→ EXCERPTED PASSAGE:
◇ ◇ ◇ ◇

Australia part of WHO virus origins probe

Stephanie Nebehay
·2-min read

The United States, which has accused China of having hidden the extent of its coronavirus outbreak, has called for a "transparent and inclusive" WHO-led international investigation into the origin of the pandemic, criticising its current terms.

The US government has accused the World Health Organisation of being "China-centric" and of being its puppet, which WHO director-general Tedros Adhanom Ghebreyesus has denied.

Tedros revealed the team's composition on Tuesday, telling the WHO annual ministerial meeting: "These are very respected individuals in their areas."

Team members came from Russia, Australia, Sudan, Denmark, the Netherlands, Germany, Japan, Vietnam, the United Kingdom and the United States, he said.

The virus, known as SARS-CoV-2, is believed to have emerged in the Chinese central city of Wuhan late last year, possibly from bats at a market with live animals.

Chinese scientists are carrying out research into its origins and how it jumped the species barrier.

The WHO-led international team formed in September is to develop plans for longer-term studies building on China's findings, according to its published terms of reference.

Garrett Grigsby, of the US Department of Health and Human Services, told the WHO's assembly that member states had been informed of the investigation's terms of reference only a few days ago.

The terms were "not negotiated in a transparent way with all WHO member states" and "the investigation itself appears to be inconsistent" with its mandate, he said, without elaborating.

"Understanding the origins of COVID-19 through a transparent and inclusive investigation is what must be done to meet the mandate," Grigsby said.

The United Kingdom called for prioritising the probe, adding: "We expect the investigation and its outcomes to be grounded in robust science."

Sun Yang, of China's National Health Commission, did not mention the investigation in his speech on Tuesday but said that China supports "WHO's continued leadership role".

German Health Minister Jens Spahn, speaking for the European Union on Monday, called for "full transparency and cooperation" during all phases of the investigation.

The WHO's top emergency expert Mike Ryan said on October 30 that the WHO-led team and its Chinese counterparts had held a first virtual meeting regarding joint investigations and would deploy on the ground in time.

◇ ◇ ◇ ◇

→ THE DATA:
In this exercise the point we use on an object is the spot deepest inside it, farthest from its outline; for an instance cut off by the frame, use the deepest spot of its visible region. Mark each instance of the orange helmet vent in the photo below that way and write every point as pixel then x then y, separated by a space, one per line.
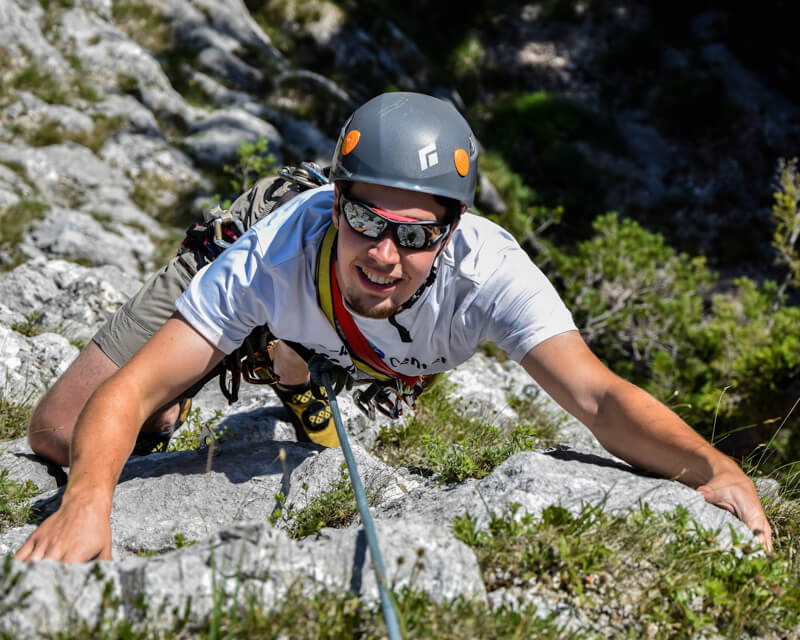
pixel 350 141
pixel 461 160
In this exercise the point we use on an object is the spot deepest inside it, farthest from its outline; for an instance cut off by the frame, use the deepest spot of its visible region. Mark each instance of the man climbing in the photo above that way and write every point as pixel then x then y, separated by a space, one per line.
pixel 380 272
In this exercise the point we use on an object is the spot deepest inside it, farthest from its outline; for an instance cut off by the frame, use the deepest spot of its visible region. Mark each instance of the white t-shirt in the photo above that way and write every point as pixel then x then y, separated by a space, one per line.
pixel 487 288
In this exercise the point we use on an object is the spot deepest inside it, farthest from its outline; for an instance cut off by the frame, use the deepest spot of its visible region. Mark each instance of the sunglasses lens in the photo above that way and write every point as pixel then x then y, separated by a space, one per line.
pixel 412 236
pixel 363 220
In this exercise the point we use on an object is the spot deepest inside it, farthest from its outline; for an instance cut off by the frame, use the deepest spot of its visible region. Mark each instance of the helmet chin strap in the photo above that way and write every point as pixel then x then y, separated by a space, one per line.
pixel 405 336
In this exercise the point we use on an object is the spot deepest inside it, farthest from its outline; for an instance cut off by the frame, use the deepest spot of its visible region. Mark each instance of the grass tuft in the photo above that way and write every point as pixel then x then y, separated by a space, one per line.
pixel 644 574
pixel 335 508
pixel 14 418
pixel 464 445
pixel 197 432
pixel 14 498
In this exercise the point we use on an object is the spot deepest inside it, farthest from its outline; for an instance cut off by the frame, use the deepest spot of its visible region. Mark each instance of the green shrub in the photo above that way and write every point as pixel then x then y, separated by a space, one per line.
pixel 539 133
pixel 729 360
pixel 786 215
pixel 525 218
pixel 659 576
pixel 632 296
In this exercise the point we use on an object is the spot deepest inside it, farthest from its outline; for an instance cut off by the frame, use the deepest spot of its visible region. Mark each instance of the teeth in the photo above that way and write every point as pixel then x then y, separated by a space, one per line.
pixel 376 279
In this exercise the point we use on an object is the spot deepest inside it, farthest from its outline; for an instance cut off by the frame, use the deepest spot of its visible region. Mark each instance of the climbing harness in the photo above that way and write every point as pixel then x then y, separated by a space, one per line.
pixel 387 392
pixel 320 369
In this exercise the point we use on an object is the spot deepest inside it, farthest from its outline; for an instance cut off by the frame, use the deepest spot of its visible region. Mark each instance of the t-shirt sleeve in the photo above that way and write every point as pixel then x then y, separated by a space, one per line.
pixel 524 309
pixel 225 300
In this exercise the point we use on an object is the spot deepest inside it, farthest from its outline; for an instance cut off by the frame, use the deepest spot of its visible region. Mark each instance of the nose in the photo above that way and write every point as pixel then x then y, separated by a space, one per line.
pixel 385 250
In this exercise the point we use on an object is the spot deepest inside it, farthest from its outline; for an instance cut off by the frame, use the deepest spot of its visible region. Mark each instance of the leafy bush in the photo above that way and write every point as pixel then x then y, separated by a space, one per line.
pixel 729 359
pixel 632 296
pixel 525 217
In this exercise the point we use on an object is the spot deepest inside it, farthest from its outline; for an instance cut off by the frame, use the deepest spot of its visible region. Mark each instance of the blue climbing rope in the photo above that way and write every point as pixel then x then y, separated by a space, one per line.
pixel 389 614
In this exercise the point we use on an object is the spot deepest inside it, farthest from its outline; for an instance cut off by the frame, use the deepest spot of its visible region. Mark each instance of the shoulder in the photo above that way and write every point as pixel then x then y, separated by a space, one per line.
pixel 479 248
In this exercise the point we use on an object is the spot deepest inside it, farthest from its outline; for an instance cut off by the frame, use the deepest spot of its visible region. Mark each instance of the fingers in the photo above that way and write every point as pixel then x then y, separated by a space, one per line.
pixel 69 536
pixel 744 506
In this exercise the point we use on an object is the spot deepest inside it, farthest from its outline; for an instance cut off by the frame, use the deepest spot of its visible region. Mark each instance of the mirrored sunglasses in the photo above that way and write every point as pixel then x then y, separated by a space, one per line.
pixel 372 223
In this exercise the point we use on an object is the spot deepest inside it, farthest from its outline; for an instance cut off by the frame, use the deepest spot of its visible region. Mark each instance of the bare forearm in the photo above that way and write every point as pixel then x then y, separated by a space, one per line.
pixel 633 425
pixel 103 440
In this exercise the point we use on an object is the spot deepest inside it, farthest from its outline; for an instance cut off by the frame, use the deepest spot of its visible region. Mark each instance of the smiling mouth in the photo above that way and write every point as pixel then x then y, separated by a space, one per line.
pixel 377 279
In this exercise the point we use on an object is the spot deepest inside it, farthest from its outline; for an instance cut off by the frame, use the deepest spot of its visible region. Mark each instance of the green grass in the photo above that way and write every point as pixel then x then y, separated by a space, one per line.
pixel 338 615
pixel 659 576
pixel 14 496
pixel 446 438
pixel 197 431
pixel 14 417
pixel 335 507
pixel 29 327
pixel 14 220
pixel 41 83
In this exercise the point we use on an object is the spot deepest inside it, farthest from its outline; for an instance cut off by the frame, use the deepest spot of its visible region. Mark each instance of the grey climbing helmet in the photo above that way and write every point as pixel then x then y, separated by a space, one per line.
pixel 410 141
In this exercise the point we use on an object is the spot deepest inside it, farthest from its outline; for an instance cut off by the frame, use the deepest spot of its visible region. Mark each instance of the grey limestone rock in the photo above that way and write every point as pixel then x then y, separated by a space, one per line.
pixel 566 477
pixel 230 19
pixel 217 137
pixel 64 233
pixel 22 37
pixel 70 175
pixel 251 560
pixel 29 111
pixel 49 290
pixel 111 55
pixel 28 365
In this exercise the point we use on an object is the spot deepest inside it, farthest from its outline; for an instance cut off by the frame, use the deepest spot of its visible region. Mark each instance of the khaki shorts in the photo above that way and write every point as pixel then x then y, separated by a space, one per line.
pixel 142 315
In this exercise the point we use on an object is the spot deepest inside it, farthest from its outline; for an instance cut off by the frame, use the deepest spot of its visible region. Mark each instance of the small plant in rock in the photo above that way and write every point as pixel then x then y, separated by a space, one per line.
pixel 445 437
pixel 786 215
pixel 335 507
pixel 197 432
pixel 14 497
pixel 14 417
pixel 29 327
pixel 41 83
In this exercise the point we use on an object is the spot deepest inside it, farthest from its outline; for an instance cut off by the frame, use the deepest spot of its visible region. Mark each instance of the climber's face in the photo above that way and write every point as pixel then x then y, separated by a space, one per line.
pixel 378 274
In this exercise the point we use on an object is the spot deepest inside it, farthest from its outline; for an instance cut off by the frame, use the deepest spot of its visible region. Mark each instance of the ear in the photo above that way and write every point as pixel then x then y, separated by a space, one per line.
pixel 335 208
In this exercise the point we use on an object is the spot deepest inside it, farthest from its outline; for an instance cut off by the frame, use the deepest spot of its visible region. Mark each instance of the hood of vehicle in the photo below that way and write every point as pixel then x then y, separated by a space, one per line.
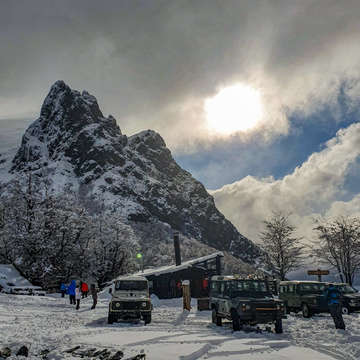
pixel 129 295
pixel 355 296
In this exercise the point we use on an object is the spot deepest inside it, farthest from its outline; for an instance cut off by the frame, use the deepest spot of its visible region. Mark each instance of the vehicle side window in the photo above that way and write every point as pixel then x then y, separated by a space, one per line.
pixel 215 286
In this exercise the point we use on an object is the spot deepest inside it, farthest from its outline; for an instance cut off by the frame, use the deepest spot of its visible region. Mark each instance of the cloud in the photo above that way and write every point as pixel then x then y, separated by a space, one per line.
pixel 311 190
pixel 153 64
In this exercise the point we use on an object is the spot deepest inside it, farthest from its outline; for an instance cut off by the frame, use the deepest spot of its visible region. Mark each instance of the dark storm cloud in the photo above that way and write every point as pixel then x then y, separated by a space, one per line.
pixel 152 63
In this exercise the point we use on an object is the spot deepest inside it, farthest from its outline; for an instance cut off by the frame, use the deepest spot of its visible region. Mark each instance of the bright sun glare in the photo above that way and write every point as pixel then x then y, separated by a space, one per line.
pixel 235 108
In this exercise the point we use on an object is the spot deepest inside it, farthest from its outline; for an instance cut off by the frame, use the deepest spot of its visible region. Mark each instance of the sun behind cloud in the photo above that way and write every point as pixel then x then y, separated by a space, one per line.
pixel 235 108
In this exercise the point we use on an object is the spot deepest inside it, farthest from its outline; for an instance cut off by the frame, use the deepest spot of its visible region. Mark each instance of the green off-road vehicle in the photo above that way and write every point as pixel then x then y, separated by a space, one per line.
pixel 244 301
pixel 305 296
pixel 130 300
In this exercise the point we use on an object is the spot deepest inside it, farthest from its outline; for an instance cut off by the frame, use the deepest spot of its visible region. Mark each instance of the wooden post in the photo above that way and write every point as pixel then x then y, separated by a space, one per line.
pixel 186 295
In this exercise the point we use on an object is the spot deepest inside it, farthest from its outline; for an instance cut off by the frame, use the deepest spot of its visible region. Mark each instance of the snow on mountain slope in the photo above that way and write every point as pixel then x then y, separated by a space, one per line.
pixel 72 142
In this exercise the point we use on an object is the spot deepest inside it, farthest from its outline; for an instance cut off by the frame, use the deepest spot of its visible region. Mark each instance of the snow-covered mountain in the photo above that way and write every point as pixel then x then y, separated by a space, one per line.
pixel 73 142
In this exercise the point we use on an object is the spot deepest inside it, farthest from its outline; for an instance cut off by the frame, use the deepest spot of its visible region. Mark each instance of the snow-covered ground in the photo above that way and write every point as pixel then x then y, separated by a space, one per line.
pixel 52 323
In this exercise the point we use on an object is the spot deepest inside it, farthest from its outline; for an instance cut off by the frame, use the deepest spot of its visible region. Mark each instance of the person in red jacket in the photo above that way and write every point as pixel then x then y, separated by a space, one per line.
pixel 84 289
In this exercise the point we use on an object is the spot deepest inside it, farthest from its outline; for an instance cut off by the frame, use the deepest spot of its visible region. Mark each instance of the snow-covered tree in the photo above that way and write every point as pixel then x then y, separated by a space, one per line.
pixel 338 246
pixel 282 250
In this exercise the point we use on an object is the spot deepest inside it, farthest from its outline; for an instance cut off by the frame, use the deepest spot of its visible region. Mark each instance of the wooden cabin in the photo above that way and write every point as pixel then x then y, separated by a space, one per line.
pixel 165 282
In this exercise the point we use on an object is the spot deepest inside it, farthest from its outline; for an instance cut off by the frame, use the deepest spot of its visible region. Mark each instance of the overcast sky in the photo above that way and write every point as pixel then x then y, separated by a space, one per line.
pixel 153 65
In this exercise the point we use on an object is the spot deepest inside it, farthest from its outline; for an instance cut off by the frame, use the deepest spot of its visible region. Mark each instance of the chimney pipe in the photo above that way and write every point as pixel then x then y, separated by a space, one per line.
pixel 177 249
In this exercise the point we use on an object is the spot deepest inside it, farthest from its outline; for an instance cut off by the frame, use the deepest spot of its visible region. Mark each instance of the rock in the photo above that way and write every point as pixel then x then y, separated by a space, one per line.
pixel 117 356
pixel 137 357
pixel 23 351
pixel 5 352
pixel 81 146
pixel 69 351
pixel 44 353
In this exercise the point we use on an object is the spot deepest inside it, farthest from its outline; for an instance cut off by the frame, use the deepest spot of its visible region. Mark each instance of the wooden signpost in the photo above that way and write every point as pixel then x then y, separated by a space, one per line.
pixel 319 273
pixel 186 295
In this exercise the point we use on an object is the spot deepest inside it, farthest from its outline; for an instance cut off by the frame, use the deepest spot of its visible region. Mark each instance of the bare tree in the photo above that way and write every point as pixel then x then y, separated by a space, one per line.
pixel 338 245
pixel 283 251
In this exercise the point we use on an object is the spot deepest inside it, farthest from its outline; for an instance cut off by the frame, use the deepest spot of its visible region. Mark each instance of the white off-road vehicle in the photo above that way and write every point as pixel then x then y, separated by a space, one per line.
pixel 130 300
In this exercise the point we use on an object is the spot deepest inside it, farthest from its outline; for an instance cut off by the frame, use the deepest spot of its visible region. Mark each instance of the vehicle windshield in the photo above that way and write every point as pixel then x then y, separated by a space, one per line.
pixel 249 287
pixel 131 285
pixel 312 288
pixel 346 289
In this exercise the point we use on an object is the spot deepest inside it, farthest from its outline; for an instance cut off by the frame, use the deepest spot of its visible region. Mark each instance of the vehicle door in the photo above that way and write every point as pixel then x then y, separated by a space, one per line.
pixel 293 296
pixel 322 300
pixel 215 293
pixel 222 298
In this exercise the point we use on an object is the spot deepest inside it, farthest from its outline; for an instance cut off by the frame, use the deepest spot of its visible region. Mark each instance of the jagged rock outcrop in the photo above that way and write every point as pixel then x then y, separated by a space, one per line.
pixel 72 142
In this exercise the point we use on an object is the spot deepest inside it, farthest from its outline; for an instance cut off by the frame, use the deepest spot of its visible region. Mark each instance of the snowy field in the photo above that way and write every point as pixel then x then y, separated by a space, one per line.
pixel 51 323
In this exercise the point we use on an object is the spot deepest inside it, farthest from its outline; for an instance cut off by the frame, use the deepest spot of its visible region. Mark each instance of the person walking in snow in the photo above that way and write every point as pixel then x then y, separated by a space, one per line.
pixel 93 293
pixel 84 289
pixel 71 291
pixel 333 297
pixel 63 289
pixel 77 296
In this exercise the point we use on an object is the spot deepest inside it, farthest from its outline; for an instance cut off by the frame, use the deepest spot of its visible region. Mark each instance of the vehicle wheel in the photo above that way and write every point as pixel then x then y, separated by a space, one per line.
pixel 278 326
pixel 235 320
pixel 147 318
pixel 345 310
pixel 306 311
pixel 110 319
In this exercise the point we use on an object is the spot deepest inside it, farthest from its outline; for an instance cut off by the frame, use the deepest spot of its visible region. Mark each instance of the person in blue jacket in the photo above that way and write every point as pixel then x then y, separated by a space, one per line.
pixel 63 289
pixel 333 297
pixel 71 292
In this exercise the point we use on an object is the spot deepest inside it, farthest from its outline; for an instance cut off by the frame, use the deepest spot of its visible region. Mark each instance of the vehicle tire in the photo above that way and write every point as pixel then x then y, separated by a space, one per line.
pixel 236 320
pixel 147 318
pixel 306 311
pixel 345 310
pixel 110 319
pixel 278 326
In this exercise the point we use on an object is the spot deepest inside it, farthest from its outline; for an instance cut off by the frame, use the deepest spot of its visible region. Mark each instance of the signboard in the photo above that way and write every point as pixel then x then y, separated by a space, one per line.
pixel 318 272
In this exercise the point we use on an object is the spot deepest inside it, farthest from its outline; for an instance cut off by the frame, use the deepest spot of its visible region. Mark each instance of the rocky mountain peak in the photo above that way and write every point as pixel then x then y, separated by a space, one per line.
pixel 73 143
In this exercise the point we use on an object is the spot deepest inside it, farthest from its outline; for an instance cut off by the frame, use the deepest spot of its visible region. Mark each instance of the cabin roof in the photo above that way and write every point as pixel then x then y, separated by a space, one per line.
pixel 183 266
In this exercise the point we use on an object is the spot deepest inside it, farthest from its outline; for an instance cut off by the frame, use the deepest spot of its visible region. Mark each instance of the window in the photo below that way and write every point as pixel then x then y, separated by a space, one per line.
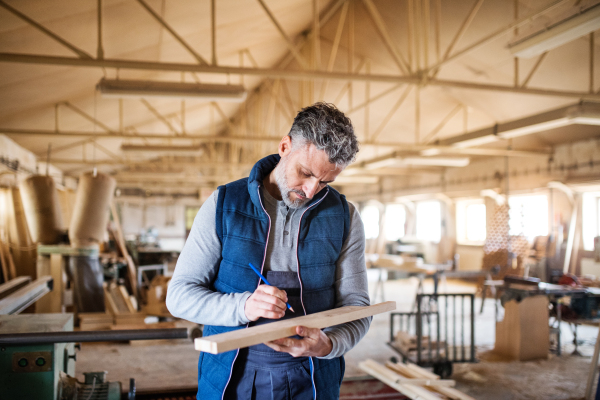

◇ ◇ ◇ ◇

→ PROBLEM DETAILS:
In the article on the WHO virus origins probe, who spoke for the European Union in calling for "full transparency and cooperation" during the investigation?

→ ANSWER TO THIS PROBLEM:
German Health Minister Jens Spahn.